> WHAT THE TASK REQUIRES:
Rewrite the data below as a two-column CSV with the header instruction,response and one row per instruction paired with its response. Enclose every field in double quotes and replace the line breaks inside each field with spaces.

>> begin GIVEN DATA

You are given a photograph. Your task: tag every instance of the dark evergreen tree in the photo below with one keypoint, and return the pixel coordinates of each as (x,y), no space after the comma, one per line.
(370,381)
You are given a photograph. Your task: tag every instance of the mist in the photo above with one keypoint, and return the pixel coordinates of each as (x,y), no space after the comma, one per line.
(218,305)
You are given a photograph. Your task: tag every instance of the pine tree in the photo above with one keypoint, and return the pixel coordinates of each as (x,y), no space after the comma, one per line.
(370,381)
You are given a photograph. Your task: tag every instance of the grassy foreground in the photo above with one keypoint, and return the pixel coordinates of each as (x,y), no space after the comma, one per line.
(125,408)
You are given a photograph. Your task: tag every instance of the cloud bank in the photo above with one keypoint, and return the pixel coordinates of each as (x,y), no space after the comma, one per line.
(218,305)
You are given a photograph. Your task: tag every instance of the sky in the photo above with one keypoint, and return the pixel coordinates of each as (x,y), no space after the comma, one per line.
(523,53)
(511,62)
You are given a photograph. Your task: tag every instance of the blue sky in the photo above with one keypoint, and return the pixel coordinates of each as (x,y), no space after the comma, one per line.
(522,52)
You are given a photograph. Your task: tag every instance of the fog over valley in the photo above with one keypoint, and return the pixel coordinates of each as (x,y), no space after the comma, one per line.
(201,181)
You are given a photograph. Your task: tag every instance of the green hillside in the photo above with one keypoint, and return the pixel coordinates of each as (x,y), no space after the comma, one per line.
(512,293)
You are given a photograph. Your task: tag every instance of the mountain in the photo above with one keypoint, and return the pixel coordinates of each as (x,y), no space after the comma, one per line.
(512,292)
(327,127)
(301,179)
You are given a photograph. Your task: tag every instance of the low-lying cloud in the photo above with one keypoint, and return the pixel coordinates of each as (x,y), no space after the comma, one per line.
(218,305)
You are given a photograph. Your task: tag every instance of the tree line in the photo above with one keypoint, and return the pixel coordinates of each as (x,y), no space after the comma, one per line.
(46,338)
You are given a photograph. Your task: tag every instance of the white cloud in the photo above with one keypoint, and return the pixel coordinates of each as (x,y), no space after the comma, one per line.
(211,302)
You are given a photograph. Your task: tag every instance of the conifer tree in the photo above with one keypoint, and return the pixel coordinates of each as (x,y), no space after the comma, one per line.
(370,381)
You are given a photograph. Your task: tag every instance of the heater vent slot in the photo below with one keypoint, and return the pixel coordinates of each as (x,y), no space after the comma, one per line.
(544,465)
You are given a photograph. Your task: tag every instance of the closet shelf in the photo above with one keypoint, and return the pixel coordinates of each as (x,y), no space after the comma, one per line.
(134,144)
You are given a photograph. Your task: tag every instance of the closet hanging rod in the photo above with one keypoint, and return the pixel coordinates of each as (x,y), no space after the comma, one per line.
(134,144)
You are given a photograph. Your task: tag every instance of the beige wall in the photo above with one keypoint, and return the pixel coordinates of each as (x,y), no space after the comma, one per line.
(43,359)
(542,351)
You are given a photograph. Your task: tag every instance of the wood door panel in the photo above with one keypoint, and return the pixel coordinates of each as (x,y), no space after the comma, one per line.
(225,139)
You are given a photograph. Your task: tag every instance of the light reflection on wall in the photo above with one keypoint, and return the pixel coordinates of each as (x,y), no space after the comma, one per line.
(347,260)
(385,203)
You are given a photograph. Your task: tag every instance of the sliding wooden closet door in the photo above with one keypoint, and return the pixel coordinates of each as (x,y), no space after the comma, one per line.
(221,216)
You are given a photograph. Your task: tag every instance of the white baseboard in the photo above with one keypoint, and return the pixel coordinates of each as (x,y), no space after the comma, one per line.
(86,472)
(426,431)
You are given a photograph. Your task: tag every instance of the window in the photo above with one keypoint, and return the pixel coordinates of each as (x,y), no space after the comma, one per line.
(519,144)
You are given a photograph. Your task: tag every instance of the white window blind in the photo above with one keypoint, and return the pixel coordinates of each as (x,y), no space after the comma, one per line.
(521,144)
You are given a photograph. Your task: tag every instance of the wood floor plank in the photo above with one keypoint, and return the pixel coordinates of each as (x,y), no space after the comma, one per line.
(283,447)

>> end GIVEN DATA

> RESPONSE:
instruction,response
"You are given a photograph. Your task: tag every instance of the dark evergreen tree in the photo below with one keypoint, and return the pixel coordinates of each as (x,y), no space after the comma, one per line.","(370,381)"
"You are given a photograph. Your task: tag every instance of the mist in the photo above with one keypoint, and return the pixel coordinates of each as (x,y), no space after the comma, one per line.","(218,305)"
"You are given a photograph. Your task: tag every instance of the pine tree in the photo above with one keypoint, and return the pixel coordinates of each as (x,y), no space after the comma, one per line.","(370,381)"
"You are given a photograph. Your task: tag every instance of the grassy foreground in the photo above with one keypoint, and return the pixel coordinates of each as (x,y), no space after the comma, one per line.","(125,408)"
"You are given a photograph. Your task: tag every instance of the cloud bank in the photo above with one keypoint, and return the pixel coordinates of each as (x,y), no space after the comma, one per line.","(218,305)"
"You are given a photograph. Your task: tag every instance of the sky in the photo above with one keypoint, and return the pixel coordinates of each as (x,y), no space after the comma, one per line.","(523,53) (511,62)"
"You are given a photograph. Your task: tag every instance of the blue sky in the photo above with one keypoint, and return the pixel coordinates of each as (x,y), no space after the comma, one per line.","(522,52)"
"You are given a photograph. Your task: tag every instance of the fog over valley in the photo above with one keypoint, and return the pixel coordinates of each as (x,y), no space after the comma, one per line.","(201,181)"
"You are given a photograph. Your task: tag every instance of the green hillside in the photo above with one keypoint, and return the pixel coordinates of each as (x,y), no space after the comma, one per line.","(512,293)"
"You are given a photograph. Your task: tag every instance of the mountain in the photo above with one keypoint, and return the pixel coordinates of each as (x,y), no space after the comma, one per line.","(512,292) (327,127) (301,179)"
"You are given a photograph. Your task: tag every instance of the low-lying cloud in the photo above with one keypoint, and return the pixel coordinates of each as (x,y), no space after the comma, one per line.","(218,305)"
"You are given a photograph. Your task: tag every instance of the tree line in the photo above with one keypoint, and return the pixel coordinates of each as (x,y), no space after the comma, one per line.","(46,338)"
"You are given a photograph. Your task: tag every instance of the white cloud in the photo above with one keypoint, and return the pixel coordinates of each as (x,y), no space after the comma, one per line.","(211,302)"
"You are given a photograph. Your task: tag every instance of the conifer tree in the photo above with one keypoint, and return the pixel coordinates of each as (x,y), no space after the comma, one per line.","(370,381)"
"You are given a photograph. Your task: tag every instance of the heater vent slot in the photo below with one keypoint, and return the pixel coordinates of each as (x,y), no space after the comma, one per line.","(544,465)"
"You are given a photograph. Your task: tag every instance of the closet shelf in the photo above with one keypoint, and return the pixel coordinates of each as (x,y), no space after the comma, one per line.","(134,144)"
"You are given a photograph. Your task: tag every instance of the closet hanging rod in the photo above with one keypoint, and return the pixel coordinates of each as (x,y), no space after the comma, one per line.","(134,144)"
"You are given a photograph. Your task: tag every instance of the beige wall in the photo above with one keypoint, and return the pixel coordinates of each as (x,y), no space after the comma, one per line.","(43,359) (542,351)"
"You are given a photograph. Your task: tag every instance of the wood door panel in the photo above with one keypoint, and return the pixel coordinates of each as (x,y), no space after the comma, one per line.","(225,139)"
"You are given a photograph. Your task: tag every instance of the light reflection on wall in the photo above with one keypoint, and return the pixel coordinates of each as (x,y), no space after the comma, one per line.","(347,260) (385,203)"
"You are given a photograph. Your task: tag every instance of the sliding wooden closet door in the photo above with one keypoint, and return the pixel coordinates of each as (x,y), no space after the comma, one per line.","(221,216)"
"You are given a photograph. Your task: tag every instance of the white baseboard in the photo above with one keypoint, and return the pixel coordinates of each as (x,y), no space after the comma, one per line.","(86,472) (426,431)"
"You are given a photograph. Your task: tag every instance of the window in the photo above with one keypoint, and return the pixel coordinates of each as (x,y), no space after the comma, one per line.","(519,144)"
"You are given a photograph. Your task: tag every instance of the white window blind in the photo above with one keypoint, and return the pixel coordinates of each as (x,y), no space after the comma, one per line.","(521,144)"
"You are given a photograph. Your task: tag every instance of the wood floor plank in the photo above with one keypoint, and return the pixel coordinates of each as (x,y), no space after the comma, one per line.","(283,447)"